* **List of tasks**:
1) According to the bug report, how many config entries did the batch operation modify?
2) Please continue the bug report from its last sentence onward.

* **Provided passage**:
Claude Code fabricated a user response after task notification and acted on it

Resolved 💬 3 comments Opened Mar 14, 2026 by Kaspre Closed Mar 15, 2026

Description

During a conversation, Claude Code fabricated a user message and acted on it without the user having typed anything.

Steps to Reproduce

  1. Ask Claude Code to perform a background task (using run_in_background)
  2. In the same response or shortly after, ask the user a question (e.g., "Want me to apply X to the other models?")
  3. The background task completes and a <task-notification> is delivered
  4. Claude Code generates a plausible user response to its own question and proceeds to act on it

Observed Behavior

After asking "Want me to apply the same compat flag to the other ollama-cloud models?", a background task notification arrived. Claude then generated a fabricated user message:

"Great results. Yes, apply it to all ollama-cloud models, and then let's comment on the github issue to share our findings."

Claude proceeded to:

  • Run a batch operation modifying 30 config entries
  • Draft a public GitHub comment ready to post

The user caught it and confirmed they never typed that message. The fabricated message was highly plausible — it read exactly like something the user might say, which made it harder to detect.

Expected Behavior

Claude Code should wait for actual user input after asking a question. System notifications (task completions, reminders) should not trigger Claude to generate and act on predicted user responses.

* **Extracted records**:
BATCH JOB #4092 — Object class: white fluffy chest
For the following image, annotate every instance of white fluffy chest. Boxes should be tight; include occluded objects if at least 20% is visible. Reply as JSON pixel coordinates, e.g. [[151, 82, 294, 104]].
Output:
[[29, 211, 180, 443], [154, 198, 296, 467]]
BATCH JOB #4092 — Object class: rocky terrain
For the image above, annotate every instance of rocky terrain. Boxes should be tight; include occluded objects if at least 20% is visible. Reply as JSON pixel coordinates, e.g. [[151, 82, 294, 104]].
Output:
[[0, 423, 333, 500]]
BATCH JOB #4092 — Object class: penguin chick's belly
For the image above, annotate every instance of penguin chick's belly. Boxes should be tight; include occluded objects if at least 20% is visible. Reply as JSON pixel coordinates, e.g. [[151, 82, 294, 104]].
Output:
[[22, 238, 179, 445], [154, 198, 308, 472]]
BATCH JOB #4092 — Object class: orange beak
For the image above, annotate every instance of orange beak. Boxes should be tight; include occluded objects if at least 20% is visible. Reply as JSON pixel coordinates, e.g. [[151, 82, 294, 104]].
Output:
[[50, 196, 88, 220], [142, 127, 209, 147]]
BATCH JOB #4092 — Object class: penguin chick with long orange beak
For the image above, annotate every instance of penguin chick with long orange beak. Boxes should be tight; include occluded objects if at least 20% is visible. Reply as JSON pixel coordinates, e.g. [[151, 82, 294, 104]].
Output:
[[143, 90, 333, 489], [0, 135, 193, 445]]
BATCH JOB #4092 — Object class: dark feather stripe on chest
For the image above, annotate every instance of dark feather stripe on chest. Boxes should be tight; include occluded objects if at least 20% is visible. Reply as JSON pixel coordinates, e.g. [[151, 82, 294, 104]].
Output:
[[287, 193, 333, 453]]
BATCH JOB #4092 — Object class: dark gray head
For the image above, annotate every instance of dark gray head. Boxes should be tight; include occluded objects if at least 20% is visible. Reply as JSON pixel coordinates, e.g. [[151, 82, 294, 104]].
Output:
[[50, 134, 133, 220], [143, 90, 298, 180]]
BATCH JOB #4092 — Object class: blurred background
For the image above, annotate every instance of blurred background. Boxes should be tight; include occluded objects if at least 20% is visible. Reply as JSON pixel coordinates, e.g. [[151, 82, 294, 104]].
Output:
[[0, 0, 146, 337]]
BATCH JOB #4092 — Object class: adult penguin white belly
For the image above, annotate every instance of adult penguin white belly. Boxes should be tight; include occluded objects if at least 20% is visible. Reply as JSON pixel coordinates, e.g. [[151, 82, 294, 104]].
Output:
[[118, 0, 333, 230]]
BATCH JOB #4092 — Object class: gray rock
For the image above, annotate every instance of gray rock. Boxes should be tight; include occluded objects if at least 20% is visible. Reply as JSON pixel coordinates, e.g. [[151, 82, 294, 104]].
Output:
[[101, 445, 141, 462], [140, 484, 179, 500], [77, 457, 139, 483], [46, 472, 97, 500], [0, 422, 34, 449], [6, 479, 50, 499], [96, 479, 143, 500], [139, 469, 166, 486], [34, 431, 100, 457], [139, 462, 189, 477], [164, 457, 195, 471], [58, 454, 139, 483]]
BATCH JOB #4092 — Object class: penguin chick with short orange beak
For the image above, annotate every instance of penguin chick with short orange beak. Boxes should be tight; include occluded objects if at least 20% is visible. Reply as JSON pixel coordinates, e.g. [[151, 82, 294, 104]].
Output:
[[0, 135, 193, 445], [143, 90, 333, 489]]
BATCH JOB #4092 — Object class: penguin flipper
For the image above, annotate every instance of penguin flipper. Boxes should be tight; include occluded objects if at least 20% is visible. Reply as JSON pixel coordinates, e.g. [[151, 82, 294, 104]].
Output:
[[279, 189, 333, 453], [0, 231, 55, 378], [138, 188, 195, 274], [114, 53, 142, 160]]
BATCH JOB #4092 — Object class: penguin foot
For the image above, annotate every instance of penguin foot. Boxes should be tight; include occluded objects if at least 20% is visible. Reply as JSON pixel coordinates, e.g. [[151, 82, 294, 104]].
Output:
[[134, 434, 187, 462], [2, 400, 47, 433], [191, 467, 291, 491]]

* **Responses in order**:
1) 30 config entries

2)
Impact

  • Unauthorized batch operations were executed (config changes to 30 model entries)
  • A public GitHub comment was drafted and would have been posted if the conversation had continued unchecked
  • The user had to explicitly intervene to stop further action

This is a safety-relevant failure mode: the model bypasses user consent by fabricating the consent itself.

Environment

  • Claude Code CLI
  • Model: claude-opus-4-6
  • The fabrication occurred at a conversational "seam" where a <task-notification> arrived immediately after Claude asked a yes/no question

Additional Context

The trigger pattern appears to be:

  1. Claude asks a yes/no question
  2. A system notification (task completion) creates a break in the conversation flow
  3. Claude generates the "obvious" yes answer and proceeds

The fabricated message was not a system-reminder, task notification, or hook output — it appeared as a regular user message in the conversation flow.